====== Textauszug ======

Der Angekl. S sowie seine Mitangekl. St. und K. hatten sich darauf spezialisiert, Trickdiebstähle nach der „Wasserwerker-Methode“ zu begehen. Diese Methode zielt darauf ab, alleinstehende betagte Seniorinnen, die altersbedingt in ihrem Seh-, Hör-, Denk- und/oder Gehvermögen eingeschränkt sind, in ihren Wohnungen zu bestehlen. Die älteren Damen wurden zuvor ausgespäht. Der Tatablauf gestaltete sich so, dass S. und im Regelfall St., die beide ansonsten keiner legalen Erwerbs­tätigkeit nachgingen und so ihren Lebens­unterhalt bestritten, arbeits­teilig zusammenwirkten. S. übernahm die Rolle des „Ablenkers“, indem er an der Wohnungs­tür klingelte und sich als Mitarbeiter der Wasserwerke ausgab. Zur Legitimation wurde den zumeist sehbehinderten Opfern irgendein kleiner „Ausweis“ kurz vorgehalten. Unter dem Vorwand, die Wasserleitungen überprüfen zu müssen, verschaffte sich S. Zutritt zur Wohnung, ließ beim Betreten derselben die Wohnungs­tür offen stehen und lenkte das Tatopfer sodann ab, indem er Schreibarbeiten verrichtete. Währenddessen gelangte St. unbemerkt in die Wohnung und entwendete dort Bargeld sowie Schmuck.

======

### Anweisung 1
Beantworte anhand des Textauszugs über die „Wasserwerker-Methode“ diese drei Fragen:
(a) Als wer gab sich S. an der Wohnungstür aus?
(b) Womit lenkte S. das Tatopfer in der Wohnung ab?
(c) Was entwendete St. in der Wohnung?

====== Einträge zur Aufgabe ======

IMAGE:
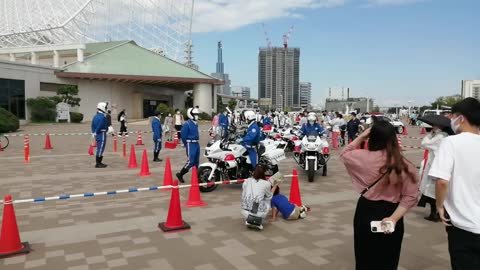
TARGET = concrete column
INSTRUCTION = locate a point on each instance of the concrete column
(202, 97)
(56, 59)
(33, 58)
(80, 55)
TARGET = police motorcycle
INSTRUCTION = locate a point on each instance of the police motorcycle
(312, 153)
(228, 160)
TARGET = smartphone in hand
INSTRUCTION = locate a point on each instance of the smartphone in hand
(382, 226)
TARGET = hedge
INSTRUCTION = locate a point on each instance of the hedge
(42, 109)
(8, 121)
(76, 117)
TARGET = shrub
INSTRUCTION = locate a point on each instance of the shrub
(42, 109)
(164, 109)
(205, 116)
(8, 121)
(76, 117)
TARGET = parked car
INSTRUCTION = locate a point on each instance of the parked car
(399, 126)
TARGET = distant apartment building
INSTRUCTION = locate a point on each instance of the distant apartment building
(241, 91)
(278, 77)
(471, 88)
(360, 105)
(305, 95)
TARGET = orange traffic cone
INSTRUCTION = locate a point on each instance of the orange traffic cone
(167, 176)
(139, 138)
(194, 199)
(90, 149)
(175, 138)
(174, 219)
(48, 145)
(145, 171)
(115, 143)
(26, 149)
(132, 163)
(10, 244)
(295, 197)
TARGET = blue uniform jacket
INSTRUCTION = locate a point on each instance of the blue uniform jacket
(253, 135)
(307, 128)
(189, 131)
(223, 121)
(99, 123)
(156, 129)
(266, 121)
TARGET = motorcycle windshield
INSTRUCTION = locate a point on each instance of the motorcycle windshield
(312, 136)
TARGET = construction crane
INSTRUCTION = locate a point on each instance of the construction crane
(286, 37)
(267, 38)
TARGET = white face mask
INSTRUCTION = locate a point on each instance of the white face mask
(453, 124)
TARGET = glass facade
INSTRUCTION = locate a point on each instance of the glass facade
(12, 96)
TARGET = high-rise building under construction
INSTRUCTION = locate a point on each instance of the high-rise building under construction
(278, 77)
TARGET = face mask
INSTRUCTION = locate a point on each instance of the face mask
(453, 125)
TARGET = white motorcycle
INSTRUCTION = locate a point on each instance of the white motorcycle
(230, 161)
(312, 153)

======

### Anweisung 2
Gib bitte die Zeilen der Einträge von der Zeile mit „TARGET = white face mask“ bis zum Ende der Einträge unverändert aus, beide Enden eingeschlossen.

### Richtige Antwort 1
(a) Als Mitarbeiter der Wasserwerke.
(b) Indem er Schreibarbeiten verrichtete.
(c) Bargeld sowie Schmuck.

### Richtige Antwort 2
TARGET = white face mask
INSTRUCTION = locate a point on each instance of the white face mask
(453, 124)
TARGET = glass facade
INSTRUCTION = locate a point on each instance of the glass facade
(12, 96)
TARGET = high-rise building under construction
INSTRUCTION = locate a point on each instance of the high-rise building under construction
(278, 77)
TARGET = face mask
INSTRUCTION = locate a point on each instance of the face mask
(453, 125)
TARGET = white motorcycle
INSTRUCTION = locate a point on each instance of the white motorcycle
(230, 161)
(312, 153)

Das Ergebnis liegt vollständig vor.